GOAL OF THE EXERCISE: When the string "instance" occurs in a line of the records, show that line.

*** THE RECORDS Section Begins ***

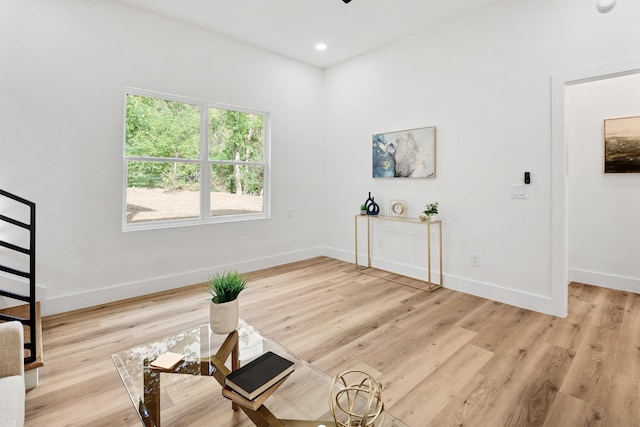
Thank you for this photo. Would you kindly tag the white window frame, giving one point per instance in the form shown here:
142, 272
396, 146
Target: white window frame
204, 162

*** THE RECORDS Section Ends ***
*** THE RECORDS Section Begins ***

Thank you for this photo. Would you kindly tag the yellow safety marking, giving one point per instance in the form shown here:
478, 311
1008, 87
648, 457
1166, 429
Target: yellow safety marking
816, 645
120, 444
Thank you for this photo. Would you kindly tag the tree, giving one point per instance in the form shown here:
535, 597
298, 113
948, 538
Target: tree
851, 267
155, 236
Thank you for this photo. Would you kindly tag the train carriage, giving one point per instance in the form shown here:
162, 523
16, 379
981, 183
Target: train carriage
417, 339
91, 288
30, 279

*** THE RECORDS Section Ends ***

TASK ANSWER:
Thank you for this photo. Would you kindly tag the white window frame, giving one point per instance in the form shown here:
Thank you for this photo. Would you kindly tag the yellow safety marking, giving one point per instance in the form shown here:
Thank you for this photo. Would you kindly tag the tree, giving one point per instance in the form shown here:
Thank you for this photo. Would you kindly tag the train carriage, giving one point per instance in the form shown here:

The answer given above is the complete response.